- EXERCISE SET
A - According to the Form 8-K cover page, what is the date of the earliest event reported?
B - From the Form 8-K cover page, copy the part that opens with the words containing "DH Enchantment, Inc." and closes with "of incorporation)", substituting "Delaware" for "Nevada".

SECURITIES AND EXCHANGE COMMISSION

Washington, DC 20549

 

FORM 8-K

 

CURRENT REPORT

Pursuant to Section 13 or 15(d) of the Securities Exchange Act of 1934

 

Date of Report (Date of earliest event reported) April 2, 2024 (March 29, 2024)

 

DH Enchantment, Inc.

.(Exact name of registrant as specified in its charter)

 

Nevada   000-56322   20-1415044

(State or other jurisdiction

of incorporation)

 

(Commission

File Number)

 

(IRS Employer

Identification No.)

 

Unit A, 13/F, Gee Luen Factory Building 5.

316-318 Kwun Tong Road

Kowloon, Hong Kong

  00000
(Address of principal executive offices)   (Zip Code)
     
Registrant’s telephone number, including area code + 852 2621 3288

 

    

Check the appropriate box below if the Form 8-K filing is intended to simultaneously satisfy the filing obligation of the registrant under any of the following provisions (see General Instruction A.2. below):

 

     Written communications pursuant to Rule 425 under the Securities Act (17 CFR 230.425)

     Soliciting material pursuant to Rule 14a-12 under the Exchange Act (17 CFR 240.14a-12)

     Pre-commencement communications pursuant to Rule 14d-2(b) under the Exchange Act (17 CFR 240.14d-2(b))

- DATASET SECTION
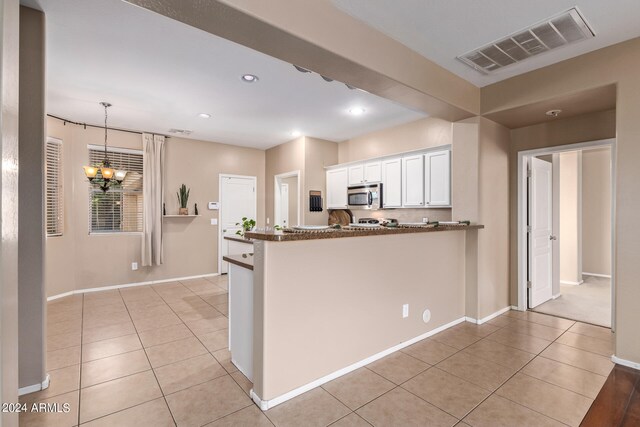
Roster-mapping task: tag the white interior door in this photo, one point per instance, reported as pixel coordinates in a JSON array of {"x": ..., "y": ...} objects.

- REPLIES
A - March 29, 2024

B -
DH Enchantment, Inc.

.(Exact name of registrant as specified in its charter)

 

Delaware   000-56322   20-1415044

(State or other jurisdiction

of incorporation)